EXERCISE BRIEF: Locate each line of the material below that contains the word "mast" and copy those lines.

** START OF DATASET **

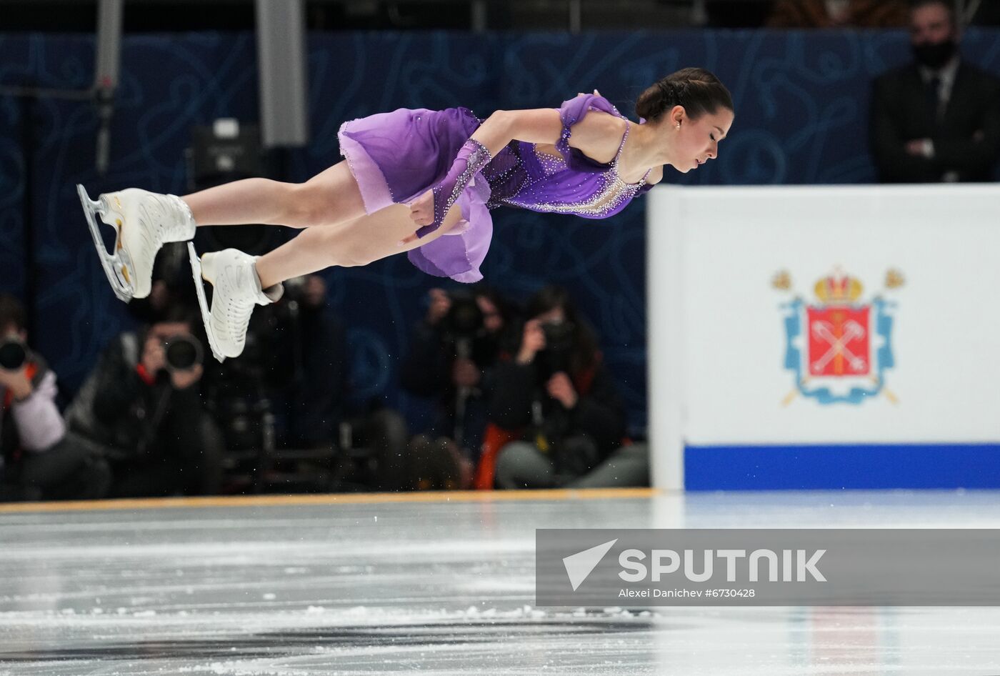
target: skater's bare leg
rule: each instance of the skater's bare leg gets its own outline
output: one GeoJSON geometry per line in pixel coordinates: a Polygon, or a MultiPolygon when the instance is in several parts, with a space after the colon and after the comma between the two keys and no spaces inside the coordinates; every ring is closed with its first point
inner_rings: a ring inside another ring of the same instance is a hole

** END OF DATASET **
** START OF DATASET **

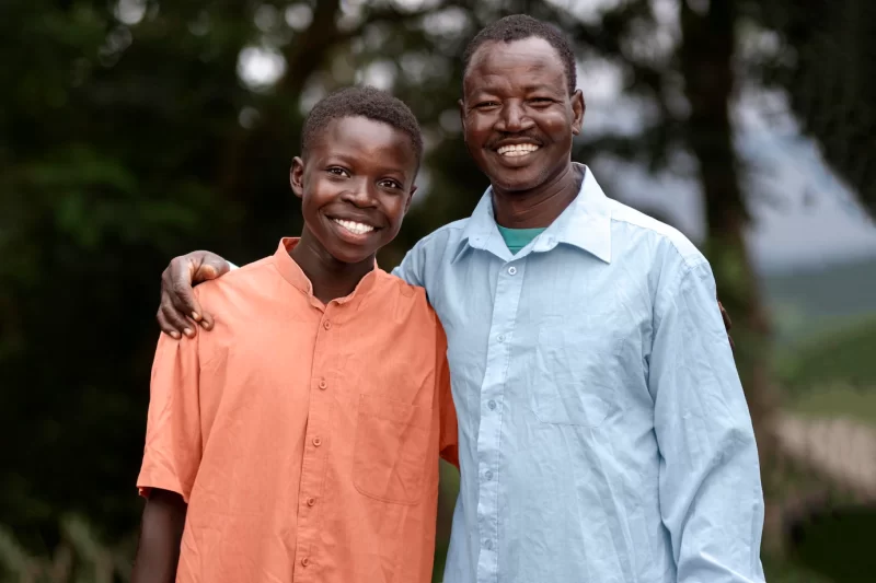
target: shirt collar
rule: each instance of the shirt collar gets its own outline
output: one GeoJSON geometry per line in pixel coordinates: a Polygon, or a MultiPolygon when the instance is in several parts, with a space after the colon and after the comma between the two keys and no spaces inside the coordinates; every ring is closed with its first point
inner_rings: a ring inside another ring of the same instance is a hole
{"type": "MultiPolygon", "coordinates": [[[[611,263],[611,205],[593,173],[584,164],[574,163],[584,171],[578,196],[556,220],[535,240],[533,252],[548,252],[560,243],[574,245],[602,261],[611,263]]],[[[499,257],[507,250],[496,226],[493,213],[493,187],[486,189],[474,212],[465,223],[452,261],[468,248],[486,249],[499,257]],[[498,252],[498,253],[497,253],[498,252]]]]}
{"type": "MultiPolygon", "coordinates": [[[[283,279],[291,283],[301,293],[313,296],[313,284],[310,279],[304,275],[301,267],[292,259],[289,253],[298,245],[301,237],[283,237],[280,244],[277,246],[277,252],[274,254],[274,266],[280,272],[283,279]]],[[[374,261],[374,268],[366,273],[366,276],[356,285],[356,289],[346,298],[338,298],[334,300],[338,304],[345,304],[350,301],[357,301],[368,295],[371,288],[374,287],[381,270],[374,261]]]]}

** END OF DATASET **
** START OF DATASET **

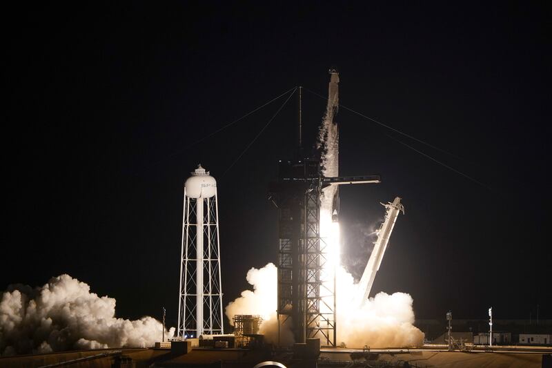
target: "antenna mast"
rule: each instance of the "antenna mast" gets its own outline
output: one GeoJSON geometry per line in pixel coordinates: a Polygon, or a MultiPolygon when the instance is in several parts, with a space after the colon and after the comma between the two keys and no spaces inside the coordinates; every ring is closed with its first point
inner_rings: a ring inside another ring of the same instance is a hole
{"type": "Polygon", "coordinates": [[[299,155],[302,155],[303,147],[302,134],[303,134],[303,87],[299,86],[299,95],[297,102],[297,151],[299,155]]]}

** END OF DATASET **

EXERCISE RESULT:
target: "antenna mast"
rule: each instance of the "antenna mast" gets its own outline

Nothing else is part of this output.